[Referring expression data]
——————

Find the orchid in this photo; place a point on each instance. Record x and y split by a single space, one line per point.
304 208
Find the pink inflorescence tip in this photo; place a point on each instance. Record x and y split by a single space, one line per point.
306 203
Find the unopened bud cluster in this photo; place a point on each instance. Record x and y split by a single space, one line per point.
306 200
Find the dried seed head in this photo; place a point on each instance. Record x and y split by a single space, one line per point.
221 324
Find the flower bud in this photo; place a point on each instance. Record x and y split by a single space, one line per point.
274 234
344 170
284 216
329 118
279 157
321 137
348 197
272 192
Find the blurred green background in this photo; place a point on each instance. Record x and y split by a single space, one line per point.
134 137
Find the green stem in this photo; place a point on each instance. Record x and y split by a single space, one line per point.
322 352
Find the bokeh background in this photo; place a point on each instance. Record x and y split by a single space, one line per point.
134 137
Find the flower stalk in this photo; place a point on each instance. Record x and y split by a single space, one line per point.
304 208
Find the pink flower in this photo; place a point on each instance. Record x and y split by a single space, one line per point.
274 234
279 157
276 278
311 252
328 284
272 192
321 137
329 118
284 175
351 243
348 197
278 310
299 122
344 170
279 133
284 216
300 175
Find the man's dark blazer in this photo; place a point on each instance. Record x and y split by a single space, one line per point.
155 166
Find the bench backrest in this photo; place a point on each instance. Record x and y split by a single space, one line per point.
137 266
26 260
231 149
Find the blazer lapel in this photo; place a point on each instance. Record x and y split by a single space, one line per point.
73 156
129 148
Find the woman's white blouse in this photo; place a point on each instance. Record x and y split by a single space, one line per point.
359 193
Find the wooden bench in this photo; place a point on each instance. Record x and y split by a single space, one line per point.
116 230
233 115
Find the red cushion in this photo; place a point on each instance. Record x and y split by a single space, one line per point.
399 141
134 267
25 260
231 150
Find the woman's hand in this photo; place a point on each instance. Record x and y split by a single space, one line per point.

——————

> **TASK REQUIREMENTS**: Retyping every entry exactly is the whole of the task.

> **RESULT BELOW**:
Find the orchid in this photo; place a point on each instance. Record x and y split by a single space, one line per point.
304 208
Find the pink inflorescence tip in this photo; place a point on each instance. Record x and y split by a single space, one line per point.
306 203
Find the unopened bud cluster in this photo; place a point on each instance. Record x and y split by a single space, one line per point.
306 200
Find the dried seed head in this photo; place a point on each instance. Record x and y split by a single space, one line per point.
221 324
Find the flower bud in this photo; place a point on each instance. Record x and y split by a single space, one line per point.
274 234
344 170
284 216
329 118
279 157
321 137
348 197
272 192
Find the blurred green background in this photo; place a point on each instance. Record x and y split by a single space, one line per point.
134 137
Find the green stem in this photo; place a point on each instance. Record x and y split by a single space, one line per point.
322 352
Find the bokeh background in this photo; place a point on each instance. Record x and y split by a single space, one line per point.
134 137
Find the flower stalk in this photo; place a point on each instance. Record x and y split by a single space, one line per point.
304 208
Find the pink flower in this photo; place a point on each instance. Record x and y split by a single space, one line per point.
274 234
279 157
276 278
311 252
328 284
272 192
321 137
329 118
284 175
351 243
348 197
278 310
299 122
344 170
279 133
284 216
300 175
Find the man's dark blazer in this photo; place a point on each instance. Record x and y split by a single space, one line per point.
155 166
Find the bench backrest in this photo; place a point on each instance. Record x and y split by a single space, one line per point.
137 266
26 260
231 149
Find the blazer lapel in this photo; place a point on each instance. Record x and y split by a single space, one line per point.
73 156
129 148
Find the woman's white blouse in this photo; place a point on each instance. Record x and y split by a single space, one line per point.
359 193
Find the wooden bench in this photo; place a point on each instance. Record x and y split by a single space, one line per point.
116 230
233 115
Find the red cushion in this photo; place a point on each instance. Record x and y split by a single space, one line per point.
399 141
134 267
25 260
231 150
Find the woman's hand in this photo; place a point on each instance. Record x and y split by a single space, one line per point.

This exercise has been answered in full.